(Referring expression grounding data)
——————————

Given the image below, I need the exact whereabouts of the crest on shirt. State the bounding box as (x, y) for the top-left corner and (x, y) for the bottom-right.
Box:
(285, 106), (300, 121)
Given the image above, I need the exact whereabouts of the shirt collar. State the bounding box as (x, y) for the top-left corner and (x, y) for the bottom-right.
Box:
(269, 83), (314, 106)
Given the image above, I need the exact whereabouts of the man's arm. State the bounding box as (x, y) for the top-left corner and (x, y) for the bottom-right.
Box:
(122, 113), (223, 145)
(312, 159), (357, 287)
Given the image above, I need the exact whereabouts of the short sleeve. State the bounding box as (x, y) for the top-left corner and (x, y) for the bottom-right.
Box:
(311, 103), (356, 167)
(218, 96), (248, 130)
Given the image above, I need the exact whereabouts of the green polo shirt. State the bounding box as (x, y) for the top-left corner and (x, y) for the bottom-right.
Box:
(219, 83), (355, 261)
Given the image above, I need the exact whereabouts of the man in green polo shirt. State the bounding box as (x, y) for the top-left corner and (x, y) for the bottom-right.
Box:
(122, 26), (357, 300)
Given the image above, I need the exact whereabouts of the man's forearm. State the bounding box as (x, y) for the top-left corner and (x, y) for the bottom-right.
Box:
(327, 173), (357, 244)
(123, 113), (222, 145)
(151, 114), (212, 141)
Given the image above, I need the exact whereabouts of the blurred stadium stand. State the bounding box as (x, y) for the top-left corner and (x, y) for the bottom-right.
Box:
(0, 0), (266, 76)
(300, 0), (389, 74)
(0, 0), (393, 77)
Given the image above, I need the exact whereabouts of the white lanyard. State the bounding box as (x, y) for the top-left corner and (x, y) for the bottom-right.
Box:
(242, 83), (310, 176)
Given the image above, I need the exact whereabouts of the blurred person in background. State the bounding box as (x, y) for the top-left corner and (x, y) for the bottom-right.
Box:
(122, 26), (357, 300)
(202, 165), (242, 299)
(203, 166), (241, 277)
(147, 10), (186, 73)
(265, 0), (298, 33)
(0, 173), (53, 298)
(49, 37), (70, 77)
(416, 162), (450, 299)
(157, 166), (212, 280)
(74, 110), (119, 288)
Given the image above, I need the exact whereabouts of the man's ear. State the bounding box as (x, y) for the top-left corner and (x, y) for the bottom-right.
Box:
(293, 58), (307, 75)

——————————

▸ **Task prompt**
Using the records above, copy each line that contains "blurred".

▸ **Answer box**
Given the image above, I need the exact whereabouts of the blurred stadium stand. State the bounding box as (x, y) for the top-left corner and (x, y) for the bottom-right.
Given the image above, I need the exact whereabouts of the blurred person in background. State the bounding box as (x, y) for the top-left corner and (x, y) for the bottom-right.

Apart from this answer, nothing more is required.